++++ SUPPLIED RECORDS ++++
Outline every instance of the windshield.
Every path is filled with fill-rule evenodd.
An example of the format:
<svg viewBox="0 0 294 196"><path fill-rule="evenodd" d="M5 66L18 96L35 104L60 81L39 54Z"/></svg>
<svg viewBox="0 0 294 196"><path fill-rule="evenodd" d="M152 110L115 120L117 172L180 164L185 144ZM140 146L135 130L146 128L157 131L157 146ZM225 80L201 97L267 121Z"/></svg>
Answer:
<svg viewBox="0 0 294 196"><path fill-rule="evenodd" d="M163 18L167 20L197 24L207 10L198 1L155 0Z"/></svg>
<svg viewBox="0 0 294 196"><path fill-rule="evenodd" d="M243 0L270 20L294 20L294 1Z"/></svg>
++++
--- WHAT IS ASKED ---
Output the lines of the material above verbatim, with no changes.

--- COMPLETED TASK ---
Outline every instance of the windshield.
Every path is filled with fill-rule evenodd.
An example of the format:
<svg viewBox="0 0 294 196"><path fill-rule="evenodd" d="M5 66L18 96L35 104L60 81L39 54Z"/></svg>
<svg viewBox="0 0 294 196"><path fill-rule="evenodd" d="M152 110L115 120L117 172L180 164L185 144ZM140 146L135 130L146 128L157 131L157 146ZM225 80L201 97L267 121Z"/></svg>
Answer:
<svg viewBox="0 0 294 196"><path fill-rule="evenodd" d="M163 18L167 20L197 24L207 10L198 1L155 0Z"/></svg>
<svg viewBox="0 0 294 196"><path fill-rule="evenodd" d="M243 0L270 20L294 20L294 1Z"/></svg>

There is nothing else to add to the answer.